Faz mais ou menos um ano. Era uma manhã de sábado e,
na Praça São Salvador, em frente de casa, marmanjos jogavam futebol de botão em
duas mesas suspensas por cavaletes que, posteriormente, soube terem dimensões
oficiais segundo padrões definidos pela Federação de Futebol de Mesa do Estado Rio
de Janeiro – FEFUMERJ. Não tinha a menor ideia de que uma das brincadeiras de que
mais gostava quando criança havia, praticamente, se profissionalizado. Não que
os jogadores federados vivam do esporte (futebol de mesa é esporte?), mas
seguem regras rígidas totalmente distintas daquelas que usávamos quando
moleques. Há campeonato carioca e campeonato brasileiro. E os botões, ah, os
botões... São lindíssimos, de tamanhos, cores e altura variados, estilizados,
feitos sob medida, artesanalmente, de acordo com as demandas do comprador. Na
onda da popularidade dos times europeus, desfilam pelas mesas da Praça São
Salvador o Barcelona, Chelsea, Liverpool, Paris Saint-Germain, Olympique de
Marselha, Real Madrid, Atlético de Madrid, Juventus, Bayern de Munique, Ajax.

##############################

• [Instruções]:
[A] No trecho sobre futebol de botão, qual entidade define os padrões das dimensões oficiais das mesas?
[B] Diga se cada afirmação concorda com o trecho sobre futebol de botão, respondendo sim ou não e citando as palavras do trecho que decidem: (i) os jogadores federados vivem do esporte; (ii) há campeonato carioca e campeonato brasileiro; (iii) os botões são feitos artesanalmente, sob medida.

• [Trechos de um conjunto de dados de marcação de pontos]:
##############################

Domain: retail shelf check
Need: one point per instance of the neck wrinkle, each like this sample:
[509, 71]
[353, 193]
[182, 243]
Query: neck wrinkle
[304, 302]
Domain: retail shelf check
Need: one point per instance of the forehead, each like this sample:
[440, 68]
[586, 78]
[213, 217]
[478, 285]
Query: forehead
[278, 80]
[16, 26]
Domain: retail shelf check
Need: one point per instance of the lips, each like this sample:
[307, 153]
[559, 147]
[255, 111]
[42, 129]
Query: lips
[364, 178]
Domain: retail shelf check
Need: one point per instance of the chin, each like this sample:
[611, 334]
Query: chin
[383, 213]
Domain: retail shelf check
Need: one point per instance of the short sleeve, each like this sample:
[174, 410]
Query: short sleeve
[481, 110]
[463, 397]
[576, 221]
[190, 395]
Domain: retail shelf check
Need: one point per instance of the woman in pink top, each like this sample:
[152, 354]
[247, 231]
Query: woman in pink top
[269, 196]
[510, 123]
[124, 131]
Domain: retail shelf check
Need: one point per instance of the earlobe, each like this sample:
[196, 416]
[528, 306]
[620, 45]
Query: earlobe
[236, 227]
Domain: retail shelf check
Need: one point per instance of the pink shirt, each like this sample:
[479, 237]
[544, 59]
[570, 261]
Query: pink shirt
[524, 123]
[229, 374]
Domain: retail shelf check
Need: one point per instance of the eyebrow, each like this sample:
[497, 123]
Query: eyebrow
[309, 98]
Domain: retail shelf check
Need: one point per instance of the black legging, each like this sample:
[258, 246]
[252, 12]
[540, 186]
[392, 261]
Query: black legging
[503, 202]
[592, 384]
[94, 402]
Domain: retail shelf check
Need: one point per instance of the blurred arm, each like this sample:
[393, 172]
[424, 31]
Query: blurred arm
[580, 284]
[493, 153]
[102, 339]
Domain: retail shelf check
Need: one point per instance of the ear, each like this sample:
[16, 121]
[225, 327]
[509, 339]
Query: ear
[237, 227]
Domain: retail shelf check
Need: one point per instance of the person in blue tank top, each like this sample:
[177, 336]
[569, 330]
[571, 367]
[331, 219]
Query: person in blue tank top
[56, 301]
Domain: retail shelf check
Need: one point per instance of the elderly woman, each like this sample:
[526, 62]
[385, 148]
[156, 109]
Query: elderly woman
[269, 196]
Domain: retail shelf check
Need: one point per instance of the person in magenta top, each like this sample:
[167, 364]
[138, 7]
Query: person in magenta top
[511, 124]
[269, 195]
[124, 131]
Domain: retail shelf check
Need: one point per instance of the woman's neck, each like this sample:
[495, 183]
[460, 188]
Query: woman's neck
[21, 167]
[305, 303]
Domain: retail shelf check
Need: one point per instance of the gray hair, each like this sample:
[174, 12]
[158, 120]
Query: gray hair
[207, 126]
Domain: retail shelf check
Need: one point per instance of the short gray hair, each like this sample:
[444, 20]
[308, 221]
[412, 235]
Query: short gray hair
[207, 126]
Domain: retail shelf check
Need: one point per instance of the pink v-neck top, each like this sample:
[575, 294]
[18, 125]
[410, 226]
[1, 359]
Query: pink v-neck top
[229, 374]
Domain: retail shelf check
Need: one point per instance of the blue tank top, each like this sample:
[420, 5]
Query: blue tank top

##############################

• [Respostas]:
[A] A Federação de Futebol de Mesa do Estado Rio de Janeiro – FEFUMERJ.

[B]
(i) Não: "Não que os jogadores federados vivam do esporte".
(ii) Sim: "Há campeonato carioca e campeonato brasileiro."
(iii) Sim: "feitos sob medida, artesanalmente, de acordo com as demandas do comprador".